▶ **Reading text**
◇ ◇ ◇ ◇ ◇

# Mobile In-App Messaging

Beta
Mobile In-App Messaging is currently in Beta. A native SDK for simplified integration is planned for a future release.
For information on the current implementation method, contact your Customer Success Manager.

Treasure Data's Mobile In-App Messaging feature in Engage Studio lets marketers deliver personalized, visually rich messages directly inside a mobile app. Unlike push notifications, in-app messages appear while the user is actively engaging with the app, making them ideal for onboarding flows, promotional offers, and contextual announcements.

## Prerequisites

Before creating an in-app message, confirm the following setup is complete:

1. **RT 2.0 is enabled** for your Treasure account.
2. **RT events** are instrumented in your mobile app and flowing into Treasure Data.
3. **ID stitching** is configured so user identities are resolved across events.
4. **A Realtime Personalization** entry and section are created in Audience Studio using the relevant parent segment.
5. Your mobile app is implemented to call the RT 2.0 Personalization API and render the returned HTML as a popup.


## In-App Messages List

In Engage Studio, navigate to **IN-PRODUCT EXPERIENCES > In-App Messages** to see all in-app messages in your workspace. Each row shows:

- **Status** — Draft, Live, or Paused
- **Message ID** — System-generated unique identifier
- **Name** — Campaign name
- **Parent Segment** — The RT 2.0 parent segment used for targeting
- **Last Updated** — Timestamp of the most recent change


Click **+ Create in-app message** in the top right to create a new campaign.

## Creating an In-App Message

Creating an in-app message involves two steps.

### Step 1 — Target Audience

Configure targeting by selecting:

- **Target Parent Segment** — The RT 2.0 parent segment that defines the pool of users eligible to receive this message.
- **Personalization** — An existing RT 2.0 Personalization that controls real-time delivery based on entry criteria defined in the Personalization Section.

◇ ◇ ◇ ◇ ◇

[Rows of box annotation data]
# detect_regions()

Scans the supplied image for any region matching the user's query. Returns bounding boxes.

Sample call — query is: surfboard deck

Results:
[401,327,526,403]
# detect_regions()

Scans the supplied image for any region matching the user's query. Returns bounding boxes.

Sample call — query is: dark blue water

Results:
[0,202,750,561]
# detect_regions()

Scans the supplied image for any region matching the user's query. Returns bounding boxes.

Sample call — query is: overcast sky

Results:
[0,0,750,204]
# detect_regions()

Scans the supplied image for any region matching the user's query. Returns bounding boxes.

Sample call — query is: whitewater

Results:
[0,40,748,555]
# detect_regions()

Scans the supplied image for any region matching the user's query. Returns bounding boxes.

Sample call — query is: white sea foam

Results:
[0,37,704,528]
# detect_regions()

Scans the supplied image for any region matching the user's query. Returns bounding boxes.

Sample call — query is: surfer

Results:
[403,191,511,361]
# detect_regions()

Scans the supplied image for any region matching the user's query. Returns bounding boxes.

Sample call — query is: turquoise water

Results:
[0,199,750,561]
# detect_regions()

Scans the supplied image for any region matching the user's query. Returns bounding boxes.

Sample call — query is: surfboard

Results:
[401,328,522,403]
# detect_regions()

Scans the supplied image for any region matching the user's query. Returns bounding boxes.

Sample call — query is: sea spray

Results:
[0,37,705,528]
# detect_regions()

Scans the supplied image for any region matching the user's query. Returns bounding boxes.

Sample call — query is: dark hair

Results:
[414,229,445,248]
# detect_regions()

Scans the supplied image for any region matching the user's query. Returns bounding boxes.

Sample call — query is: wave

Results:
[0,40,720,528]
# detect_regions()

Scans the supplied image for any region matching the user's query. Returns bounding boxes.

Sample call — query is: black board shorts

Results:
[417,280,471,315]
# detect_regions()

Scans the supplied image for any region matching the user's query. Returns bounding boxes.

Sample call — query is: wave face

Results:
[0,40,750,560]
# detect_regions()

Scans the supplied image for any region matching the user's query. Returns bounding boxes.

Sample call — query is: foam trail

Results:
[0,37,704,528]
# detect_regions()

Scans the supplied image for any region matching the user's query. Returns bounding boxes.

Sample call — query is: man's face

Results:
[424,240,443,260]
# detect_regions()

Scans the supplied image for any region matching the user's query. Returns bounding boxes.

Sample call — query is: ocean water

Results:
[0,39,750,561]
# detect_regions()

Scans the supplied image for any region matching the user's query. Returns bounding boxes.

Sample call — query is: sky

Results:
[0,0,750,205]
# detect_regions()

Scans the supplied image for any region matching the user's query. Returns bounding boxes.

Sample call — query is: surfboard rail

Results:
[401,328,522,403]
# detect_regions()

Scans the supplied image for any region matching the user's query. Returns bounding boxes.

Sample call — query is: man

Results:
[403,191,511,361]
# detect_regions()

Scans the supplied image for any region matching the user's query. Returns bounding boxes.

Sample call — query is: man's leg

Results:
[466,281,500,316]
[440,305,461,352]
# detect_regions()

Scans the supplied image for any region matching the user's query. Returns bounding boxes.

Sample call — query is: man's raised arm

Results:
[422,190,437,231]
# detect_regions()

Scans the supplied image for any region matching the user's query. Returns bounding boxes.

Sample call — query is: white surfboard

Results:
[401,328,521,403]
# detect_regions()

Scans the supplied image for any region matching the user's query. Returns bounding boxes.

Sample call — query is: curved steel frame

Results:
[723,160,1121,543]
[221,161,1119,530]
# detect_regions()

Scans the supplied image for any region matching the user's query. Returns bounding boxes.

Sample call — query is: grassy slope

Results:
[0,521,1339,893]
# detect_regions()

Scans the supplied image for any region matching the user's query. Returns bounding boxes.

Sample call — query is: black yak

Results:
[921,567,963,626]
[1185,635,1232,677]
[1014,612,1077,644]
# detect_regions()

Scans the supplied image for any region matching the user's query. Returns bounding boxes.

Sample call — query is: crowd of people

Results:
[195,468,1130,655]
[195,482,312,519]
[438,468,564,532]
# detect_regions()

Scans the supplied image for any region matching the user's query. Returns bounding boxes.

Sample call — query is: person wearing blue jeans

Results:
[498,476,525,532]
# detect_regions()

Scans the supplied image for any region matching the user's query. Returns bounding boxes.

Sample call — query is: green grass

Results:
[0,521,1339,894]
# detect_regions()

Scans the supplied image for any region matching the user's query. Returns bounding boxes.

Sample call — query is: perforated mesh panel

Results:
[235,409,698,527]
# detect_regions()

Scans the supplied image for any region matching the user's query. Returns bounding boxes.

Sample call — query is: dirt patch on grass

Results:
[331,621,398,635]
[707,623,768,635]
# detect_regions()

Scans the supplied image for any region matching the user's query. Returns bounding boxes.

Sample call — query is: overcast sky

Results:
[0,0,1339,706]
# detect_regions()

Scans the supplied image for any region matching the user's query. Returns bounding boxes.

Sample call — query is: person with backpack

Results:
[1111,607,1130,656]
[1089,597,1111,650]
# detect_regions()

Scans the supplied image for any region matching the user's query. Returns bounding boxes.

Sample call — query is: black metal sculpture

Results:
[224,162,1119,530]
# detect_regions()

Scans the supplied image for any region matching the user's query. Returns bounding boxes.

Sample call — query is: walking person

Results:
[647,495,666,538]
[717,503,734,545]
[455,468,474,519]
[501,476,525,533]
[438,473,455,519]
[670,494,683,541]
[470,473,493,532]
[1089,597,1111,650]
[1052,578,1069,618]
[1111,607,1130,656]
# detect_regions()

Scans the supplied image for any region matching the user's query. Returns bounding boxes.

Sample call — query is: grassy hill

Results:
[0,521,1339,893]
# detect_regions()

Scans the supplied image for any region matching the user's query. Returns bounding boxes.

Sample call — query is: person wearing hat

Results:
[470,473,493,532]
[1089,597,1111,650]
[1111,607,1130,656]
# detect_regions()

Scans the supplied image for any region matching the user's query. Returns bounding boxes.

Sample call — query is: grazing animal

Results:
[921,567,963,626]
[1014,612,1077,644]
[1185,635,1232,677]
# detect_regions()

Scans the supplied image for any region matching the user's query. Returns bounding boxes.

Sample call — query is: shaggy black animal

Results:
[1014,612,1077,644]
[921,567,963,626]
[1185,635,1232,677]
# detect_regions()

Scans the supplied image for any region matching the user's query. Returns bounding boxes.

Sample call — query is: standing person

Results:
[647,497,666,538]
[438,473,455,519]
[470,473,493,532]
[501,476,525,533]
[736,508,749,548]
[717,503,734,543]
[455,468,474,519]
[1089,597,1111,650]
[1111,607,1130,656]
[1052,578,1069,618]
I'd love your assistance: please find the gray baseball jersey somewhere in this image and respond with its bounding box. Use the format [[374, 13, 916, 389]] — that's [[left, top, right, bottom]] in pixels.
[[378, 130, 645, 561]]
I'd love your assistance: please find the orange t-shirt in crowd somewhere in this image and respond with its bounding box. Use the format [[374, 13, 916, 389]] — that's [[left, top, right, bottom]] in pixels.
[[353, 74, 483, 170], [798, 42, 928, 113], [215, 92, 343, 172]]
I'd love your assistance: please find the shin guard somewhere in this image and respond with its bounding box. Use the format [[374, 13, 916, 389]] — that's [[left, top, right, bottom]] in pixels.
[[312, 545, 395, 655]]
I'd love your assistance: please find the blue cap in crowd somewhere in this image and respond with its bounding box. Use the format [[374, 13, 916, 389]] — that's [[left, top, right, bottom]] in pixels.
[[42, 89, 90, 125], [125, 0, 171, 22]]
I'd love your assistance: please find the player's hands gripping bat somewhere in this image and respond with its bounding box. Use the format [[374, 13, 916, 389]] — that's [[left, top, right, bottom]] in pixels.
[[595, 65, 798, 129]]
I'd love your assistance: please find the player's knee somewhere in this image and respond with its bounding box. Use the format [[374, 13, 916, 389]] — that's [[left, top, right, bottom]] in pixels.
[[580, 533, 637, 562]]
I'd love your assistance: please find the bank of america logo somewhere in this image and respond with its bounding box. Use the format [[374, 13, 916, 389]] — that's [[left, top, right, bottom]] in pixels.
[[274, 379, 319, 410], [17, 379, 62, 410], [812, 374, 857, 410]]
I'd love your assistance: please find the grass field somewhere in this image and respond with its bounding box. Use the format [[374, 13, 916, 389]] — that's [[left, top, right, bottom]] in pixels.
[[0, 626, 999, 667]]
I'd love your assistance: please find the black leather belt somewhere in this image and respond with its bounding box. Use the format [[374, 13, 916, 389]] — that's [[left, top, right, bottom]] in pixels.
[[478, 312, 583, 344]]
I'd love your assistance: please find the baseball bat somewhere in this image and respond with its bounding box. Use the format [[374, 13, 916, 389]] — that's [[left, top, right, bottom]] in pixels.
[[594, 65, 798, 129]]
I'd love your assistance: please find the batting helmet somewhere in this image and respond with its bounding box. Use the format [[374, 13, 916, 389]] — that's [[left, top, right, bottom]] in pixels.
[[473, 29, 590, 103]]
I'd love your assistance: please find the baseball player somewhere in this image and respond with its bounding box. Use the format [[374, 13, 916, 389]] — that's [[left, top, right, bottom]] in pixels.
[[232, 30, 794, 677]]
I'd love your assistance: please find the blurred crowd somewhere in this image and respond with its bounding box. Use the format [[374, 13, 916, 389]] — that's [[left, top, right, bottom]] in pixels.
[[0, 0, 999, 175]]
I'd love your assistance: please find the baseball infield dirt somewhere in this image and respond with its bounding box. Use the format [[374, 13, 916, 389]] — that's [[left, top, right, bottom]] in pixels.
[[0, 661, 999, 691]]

◇ ◇ ◇ ◇ ◇

▶ **Required tasks**
[a] What three statuses can a message show in the in-app messages list, according to the Mobile In-App Messaging text?
[b] Carry on the Mobile In-App Messaging text from the point where it stops.

▶ **Outputs for the tasks**
[a] Draft, Live, or Paused.

[b]
- **Personalization section** — The specific section within the selected Personalization that will carry this message's content.


These must be configured in Audience Studio before creating an in-app message in Engage Studio.

### Step 2 — Message Content

Configure the message details and design:

- **Message ID** — Auto-generated unique identifier for this message.
- **Name** (required) — Display name for the message, shown in the In-App Messages list.
- **Description** (optional) — Internal notes about the message.
- **Message Content** — Design the modal that will be shown to users in the app.


When creating a new message (Draft status), click **+ Create in-app message** to open the drag-and-drop editor. Once saved, the **Message Content** section shows a preview of the designed modal.

#### Drag-and-Drop Editor

The editor provides three tabs in the right panel:

- **CONTENT** — Add and configure content blocks such as images, text, and buttons. Selecting a block reveals its properties (for example, image URL, alt text, alignment, rounded corners, and action links).
- **ROWS** — Manage the row layout of the modal.
- **SETTINGS** — Configure global settings for the modal such as background color and padding.


Use **Preview mode** (toggle at the top left) to see how the modal will appear to users. Click **Done** to save the design and return to the message settings.

At the bottom of the page, use the navigation buttons to move between steps:

- **Back** — Return to the Target Audience step.
- **Next** — Proceed (available when required fields are complete).
- **Pause** / **Launch** — Change the campaign status directly from this screen.


### Launching and Pausing

Once the message content is complete, click **Launch** to make the message live. Engage Studio automatically updates the in-app message settings in the String Builder configuration of the linked RT 2.0 Personalization section. Note that delivery depends on RT 2.0 propagation and may not be reflected in the app immediately after launching.

To stop delivery, click **Pause**. This removes the in-app message settings from the String Builder configuration within the linked Personalization section. You can re-launch the message at any time after making edits.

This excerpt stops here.